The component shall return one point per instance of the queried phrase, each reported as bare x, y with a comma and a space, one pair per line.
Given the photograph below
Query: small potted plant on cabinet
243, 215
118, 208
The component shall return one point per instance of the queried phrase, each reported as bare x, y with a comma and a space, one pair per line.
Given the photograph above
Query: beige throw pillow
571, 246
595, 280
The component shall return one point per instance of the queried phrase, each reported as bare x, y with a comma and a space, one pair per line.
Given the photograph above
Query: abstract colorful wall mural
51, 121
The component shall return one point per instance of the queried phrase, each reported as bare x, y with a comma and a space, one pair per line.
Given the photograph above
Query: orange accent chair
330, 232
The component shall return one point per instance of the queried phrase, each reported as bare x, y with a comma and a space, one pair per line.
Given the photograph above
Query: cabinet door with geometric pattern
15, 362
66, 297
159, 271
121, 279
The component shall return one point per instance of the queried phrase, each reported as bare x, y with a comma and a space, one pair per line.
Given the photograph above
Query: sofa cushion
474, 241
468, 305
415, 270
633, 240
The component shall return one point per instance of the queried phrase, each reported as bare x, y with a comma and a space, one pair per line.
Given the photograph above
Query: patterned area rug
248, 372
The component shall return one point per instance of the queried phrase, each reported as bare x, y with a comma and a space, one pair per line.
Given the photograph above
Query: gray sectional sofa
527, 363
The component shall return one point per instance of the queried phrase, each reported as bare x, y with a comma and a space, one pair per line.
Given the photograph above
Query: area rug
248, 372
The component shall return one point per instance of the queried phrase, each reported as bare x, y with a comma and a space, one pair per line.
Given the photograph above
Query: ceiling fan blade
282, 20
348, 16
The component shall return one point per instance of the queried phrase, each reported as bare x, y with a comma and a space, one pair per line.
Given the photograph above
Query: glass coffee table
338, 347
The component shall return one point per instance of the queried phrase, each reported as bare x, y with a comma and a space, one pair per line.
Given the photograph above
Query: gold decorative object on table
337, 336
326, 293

******************************

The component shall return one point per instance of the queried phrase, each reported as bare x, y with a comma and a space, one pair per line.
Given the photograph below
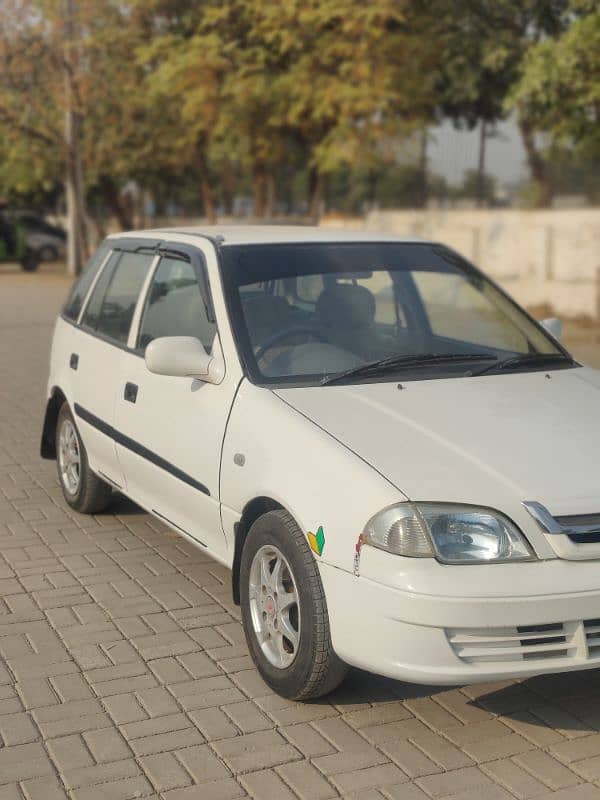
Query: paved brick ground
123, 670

******************************

**Task goal:** List every line above that contains the word "cabinet", copying each one in full.

**Output:**
Query: small potted plant on cabinet
Query: cabinet door with geometric pattern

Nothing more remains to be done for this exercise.